## Segmentation labeling entries
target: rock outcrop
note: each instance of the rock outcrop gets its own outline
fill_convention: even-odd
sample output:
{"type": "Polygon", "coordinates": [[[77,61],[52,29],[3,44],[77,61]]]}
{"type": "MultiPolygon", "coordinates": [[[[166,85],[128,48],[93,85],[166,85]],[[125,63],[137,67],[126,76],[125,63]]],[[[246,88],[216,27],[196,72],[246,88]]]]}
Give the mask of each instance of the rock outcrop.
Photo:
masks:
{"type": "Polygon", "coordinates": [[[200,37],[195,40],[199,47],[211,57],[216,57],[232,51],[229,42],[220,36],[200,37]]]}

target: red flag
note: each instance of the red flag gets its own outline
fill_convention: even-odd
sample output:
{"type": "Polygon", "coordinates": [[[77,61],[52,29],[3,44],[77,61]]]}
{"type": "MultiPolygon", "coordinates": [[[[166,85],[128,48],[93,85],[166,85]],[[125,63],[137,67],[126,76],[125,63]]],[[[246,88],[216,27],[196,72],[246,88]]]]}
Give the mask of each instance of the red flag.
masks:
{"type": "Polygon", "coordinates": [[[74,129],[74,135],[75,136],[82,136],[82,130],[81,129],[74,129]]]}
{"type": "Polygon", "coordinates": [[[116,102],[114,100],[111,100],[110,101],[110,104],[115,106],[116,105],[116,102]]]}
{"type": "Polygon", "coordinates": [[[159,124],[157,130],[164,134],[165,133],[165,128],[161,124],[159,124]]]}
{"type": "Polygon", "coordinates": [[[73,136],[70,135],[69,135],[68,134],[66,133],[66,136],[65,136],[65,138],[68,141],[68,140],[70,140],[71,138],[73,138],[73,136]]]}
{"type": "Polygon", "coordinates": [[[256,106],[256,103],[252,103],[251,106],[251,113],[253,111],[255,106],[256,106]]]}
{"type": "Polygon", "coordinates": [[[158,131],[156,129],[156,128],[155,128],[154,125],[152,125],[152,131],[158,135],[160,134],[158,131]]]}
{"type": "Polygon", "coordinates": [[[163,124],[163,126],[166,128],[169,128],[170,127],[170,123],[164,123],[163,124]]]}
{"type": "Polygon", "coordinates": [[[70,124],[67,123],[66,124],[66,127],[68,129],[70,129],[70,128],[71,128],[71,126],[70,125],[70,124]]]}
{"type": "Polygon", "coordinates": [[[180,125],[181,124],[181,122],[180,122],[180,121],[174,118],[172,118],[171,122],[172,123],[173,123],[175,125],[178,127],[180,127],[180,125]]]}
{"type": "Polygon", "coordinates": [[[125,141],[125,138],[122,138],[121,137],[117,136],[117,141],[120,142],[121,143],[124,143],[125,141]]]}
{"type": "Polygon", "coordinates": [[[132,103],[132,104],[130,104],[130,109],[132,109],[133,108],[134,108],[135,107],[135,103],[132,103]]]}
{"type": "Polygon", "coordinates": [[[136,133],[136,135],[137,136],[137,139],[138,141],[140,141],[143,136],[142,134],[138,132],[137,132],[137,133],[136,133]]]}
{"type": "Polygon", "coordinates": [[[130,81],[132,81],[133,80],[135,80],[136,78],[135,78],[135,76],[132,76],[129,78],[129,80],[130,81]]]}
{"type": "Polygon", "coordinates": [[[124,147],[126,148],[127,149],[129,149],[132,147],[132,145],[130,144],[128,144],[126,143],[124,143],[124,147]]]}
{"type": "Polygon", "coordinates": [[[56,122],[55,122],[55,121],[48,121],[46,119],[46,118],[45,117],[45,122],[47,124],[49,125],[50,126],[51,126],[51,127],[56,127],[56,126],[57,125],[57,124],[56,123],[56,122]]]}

## Your goal
From the records above, pick out each line that contains the word "rock" and copy those lines.

## Expected output
target: rock outcrop
note: each instance of the rock outcrop gets its own outline
Give the mask of each instance of the rock outcrop.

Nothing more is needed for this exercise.